Your goal » Without including any pictures, write out the data below exactly.
━━━ Records for processing ━━━
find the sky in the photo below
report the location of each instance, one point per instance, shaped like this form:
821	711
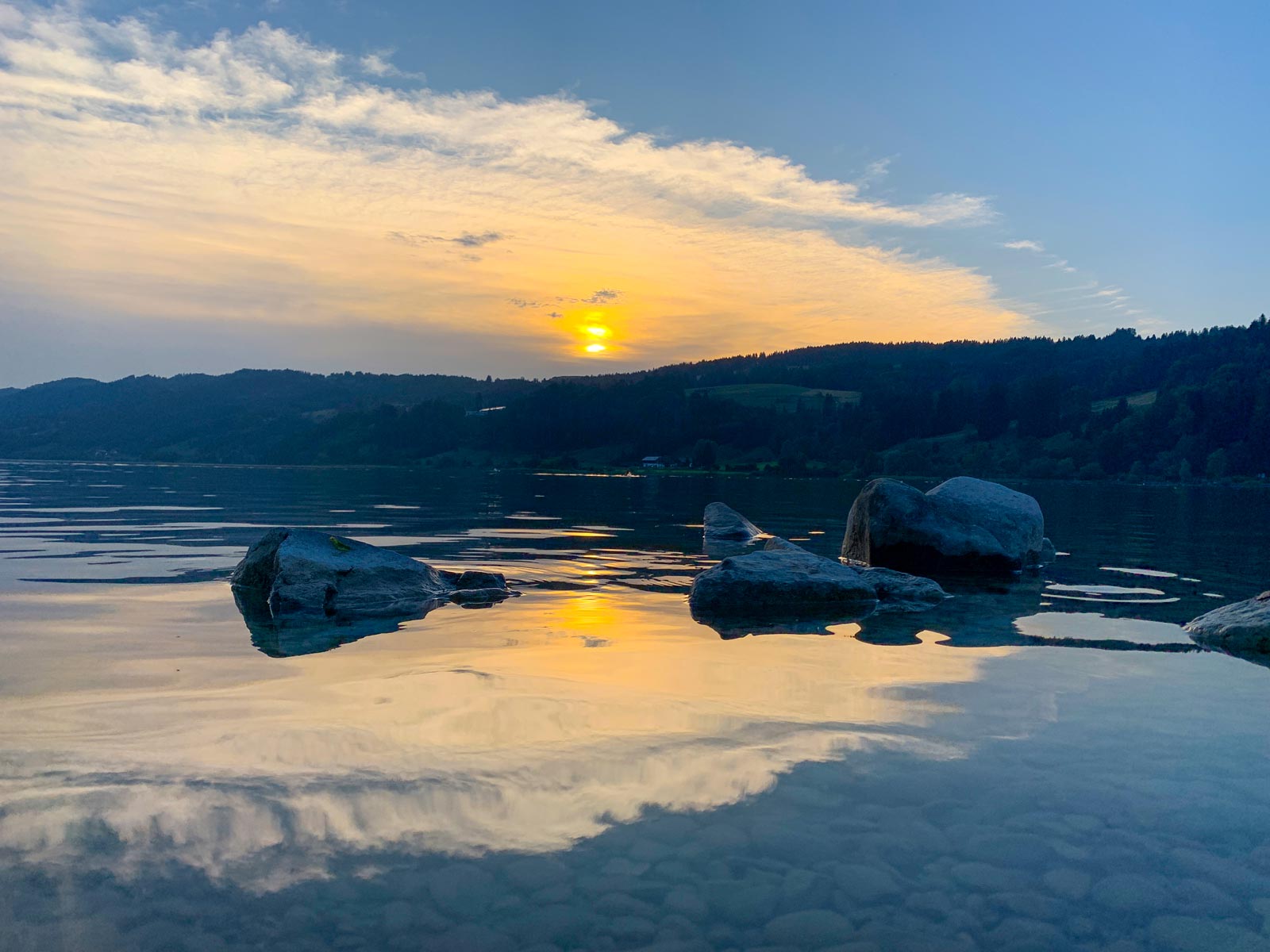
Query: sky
533	190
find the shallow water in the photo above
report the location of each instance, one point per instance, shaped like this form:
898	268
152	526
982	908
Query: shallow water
1047	765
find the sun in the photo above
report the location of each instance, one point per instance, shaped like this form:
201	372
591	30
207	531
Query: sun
594	333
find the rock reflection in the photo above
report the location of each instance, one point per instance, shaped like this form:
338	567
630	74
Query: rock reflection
290	638
503	731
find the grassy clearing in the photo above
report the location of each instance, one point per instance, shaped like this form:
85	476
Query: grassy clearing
1136	401
778	397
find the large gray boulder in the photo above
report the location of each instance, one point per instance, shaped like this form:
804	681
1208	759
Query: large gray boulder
785	581
725	524
1238	628
304	573
962	524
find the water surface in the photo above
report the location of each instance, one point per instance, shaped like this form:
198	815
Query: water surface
1045	765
━━━
Result of this task »
find the sky in the photo below
report the location of each instance, one point per instance, shaped like this form:
821	711
Query: sky
533	190
find the shallow water in the photo above
report the location of each instance, one point per instance, shaped like this form:
898	268
152	526
982	908
Query: shallow water
1047	765
find the sun in the photo above
report the location of each instance, one point per instance, shaped like this form:
201	372
591	30
207	531
Query: sun
594	333
find the rock reflection in the photo above
report the location of each instance, one point per instance, shaped like this form:
338	567
630	74
Query: rock reflection
290	638
503	731
find the grassy clearing in the photo above
report the location of each instance, one point per instance, shaped like this form:
85	476
Query: grassy clearing
1136	401
778	397
find the large gray boulder in the photo above
report the location of each instance, one point per instance, shaped like this form:
804	681
1208	759
Query: large gray boulder
785	581
725	524
1238	628
304	573
962	524
find the water surface in the photo above
report the location of each instance, one point per instance, shaped like this form:
198	815
Query: water surface
1045	765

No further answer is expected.